RINCIAN LATIHAN
Tuliskan ulang, tanpa mengubah satu kata pun, bagian teks tentang rekam jejak tim hukum Prabowo yang dibuka oleh kata-kata yang memuat "Ia sendiri juga" dan ditutup dengan "usia 38 tahun.".

==== HALAMAN ====

Mengenal Rekam Jejak Tim Hukum Prabowo
Oleh : Marco Setiawan )*
Kubu Prabowo tampaknya masih ingin berjuang melalui jalur konstitusional, setelah laporan gugatannya ditolak oleh MK gara – gara tidak melampirkan dokumen yang lengkap. Kali ini Prabowo – Sandi telah membentuk tim hukum yang diharapkan dapat membantu paslon 02 untuk bertarung di Mahkamah Konstitusi agar Prabowo – Sandiaga menjadi Presiden dan Wakil Presiden.
Siapa Denny Indrayana?
Denny mengawali karir sebagai staf pengajar di UGM. Dirinya juga sempat mengambil pendidikan doktor di Australia, buah pikirannya melanglang buana menghiasi media massa, terutama dalam hal korupsi. Setelah menyelesaikan studi kedoktorannya, ia juga ikut mendirikan Pusat Kajian Antikorupsi (Pukat) UGM. Disinilah namanya melambung hingga dilirik oleh Presiden Susilo Bambang Yudhoyono (SBY).
SBY pun akhirnya memanggil Denny untuk menjadi staf khusus Presiden pada usia 34 tahun, karirnya menanjak hingga menjadikan Denny sebagai Sekretaris Satgas Pemberantasan Mafia Hukum (PMH) dan terakhir ia pun tercatat sebagai Wakil Menteri Hukum dan HAM. Saat menjadi wakil menteri, dirinya terbelit pernyataan ‘pengacara koruptor adalah koruptor’. Oleh apa yang ia katakan, akhirnya kecamanpun datang padanya, hingga Denny minta maaf.
Setelah masa tugas SBY berakhir, pesona Denny kian meredup, bahkan Denny yang dulunya aktifis anti korupsi, malah terjerat menjadi tersangka kasus korupsi payment gateway Kemenkumham. Status tersangka tersebut pun masih Denny Sandang sampai saat ini. Payment Gateway adalah sistem pembayaran pembuatan paspor secara online pada 24 Maret 2015 di kementeriannya.
Ia sendiri juga dilaporkan, dengan tuduhan, telah melakukan korupsi daring dalam proyek payment. Hukum dan HAM sudah lebih dari setahun diusut oleh Badan Reserse Kiriminal Polisi namun tak kunjung menemui titik terang guna menjerat Denny. Meski demikian, Denny juga berhasil mendapatkan karier akademik yang tak terbendung, dimana ia berhasil meraih gelar profesor di bidang hukum tata negara di usia 38 tahun.
Saat ini Denny sudah tidak tercatat sebagai dosen UGM dan gelar profesornya tidak lagi bisa dipakai. Dirinya memilih murni menjadi pengacara dengan mendirikan kantor hukum. Nama Denny pun muncul sebagai pengacara dalam kasus korupsi yang menyeret megaproyek Meikarta. Dimana ia menjadi kuasa hukum pengembang proyek meikarta. Ia juga mengatakan bahwa dirinya memiliki alasan tersendiri mengapa rela menjadi Pengacara PT Mahkota Sentosa Utama (MSU).
“Personal, sayangnya saya tidak bisa paparkan apa alasan personal itu,” ujar Denny.

==== DAFTAR DATA ====

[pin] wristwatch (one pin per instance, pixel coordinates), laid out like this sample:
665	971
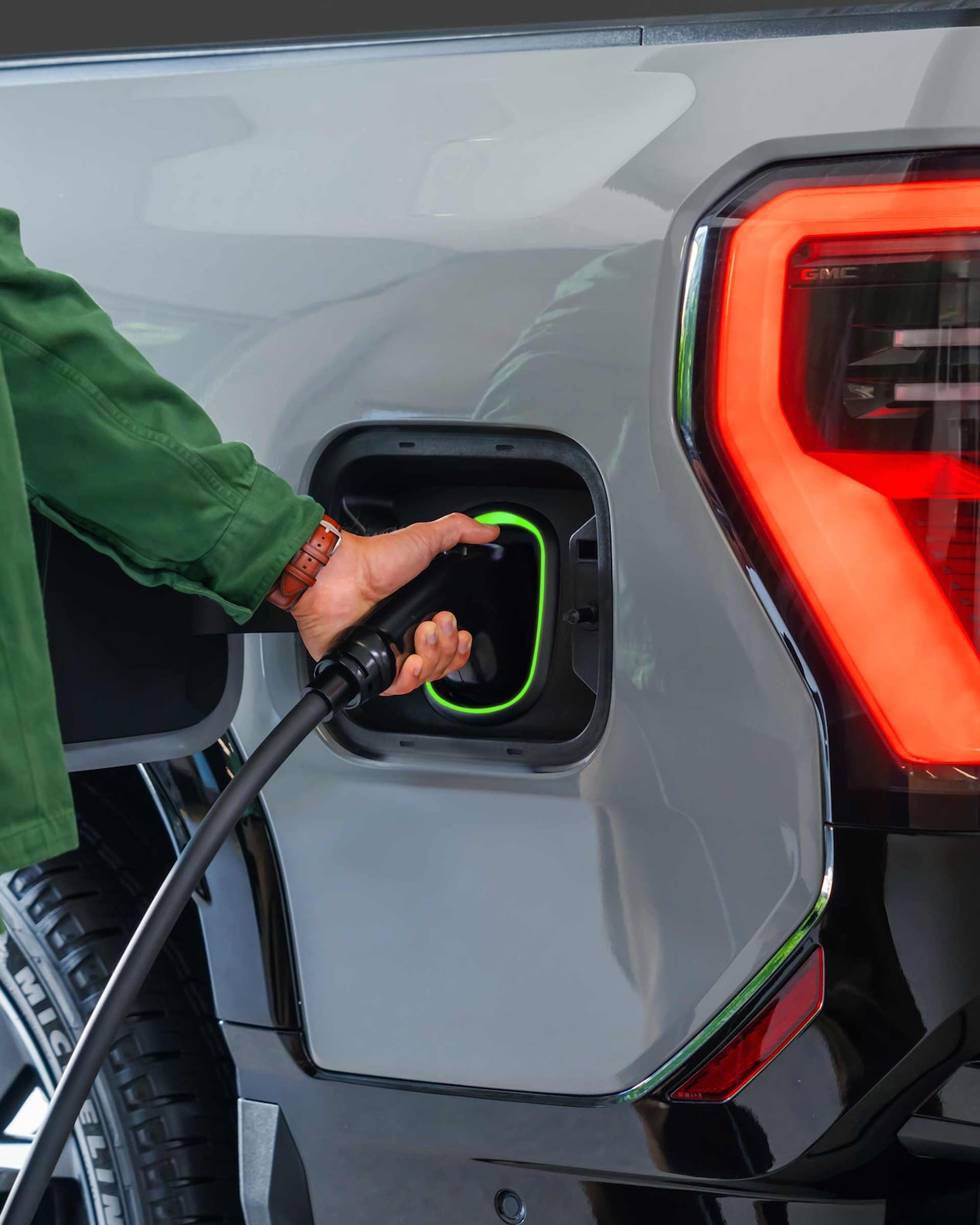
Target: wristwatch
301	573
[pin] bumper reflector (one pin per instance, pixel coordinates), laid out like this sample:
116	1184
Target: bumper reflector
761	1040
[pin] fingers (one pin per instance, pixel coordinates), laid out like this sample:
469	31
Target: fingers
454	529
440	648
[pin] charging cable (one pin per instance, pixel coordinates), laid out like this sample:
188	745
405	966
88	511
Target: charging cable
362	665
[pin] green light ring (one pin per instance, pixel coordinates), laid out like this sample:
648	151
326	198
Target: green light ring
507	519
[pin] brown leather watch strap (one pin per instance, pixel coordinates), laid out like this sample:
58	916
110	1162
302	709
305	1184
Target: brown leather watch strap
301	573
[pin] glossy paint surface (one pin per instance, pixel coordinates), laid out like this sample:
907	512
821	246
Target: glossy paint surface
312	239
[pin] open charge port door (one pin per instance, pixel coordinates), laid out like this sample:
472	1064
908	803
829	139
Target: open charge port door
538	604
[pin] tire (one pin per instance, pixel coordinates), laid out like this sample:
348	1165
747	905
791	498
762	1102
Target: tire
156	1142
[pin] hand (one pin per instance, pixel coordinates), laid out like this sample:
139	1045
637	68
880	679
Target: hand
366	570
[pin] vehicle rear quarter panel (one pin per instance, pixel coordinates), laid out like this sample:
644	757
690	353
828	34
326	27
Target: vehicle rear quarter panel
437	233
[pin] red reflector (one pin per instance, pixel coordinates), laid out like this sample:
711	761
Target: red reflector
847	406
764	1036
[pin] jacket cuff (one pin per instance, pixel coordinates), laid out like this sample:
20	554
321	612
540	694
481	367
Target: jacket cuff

====

HASIL LATIHAN
Ia sendiri juga dilaporkan, dengan tuduhan, telah melakukan korupsi daring dalam proyek payment. Hukum dan HAM sudah lebih dari setahun diusut oleh Badan Reserse Kiriminal Polisi namun tak kunjung menemui titik terang guna menjerat Denny. Meski demikian, Denny juga berhasil mendapatkan karier akademik yang tak terbendung, dimana ia berhasil meraih gelar profesor di bidang hukum tata negara di usia 38 tahun.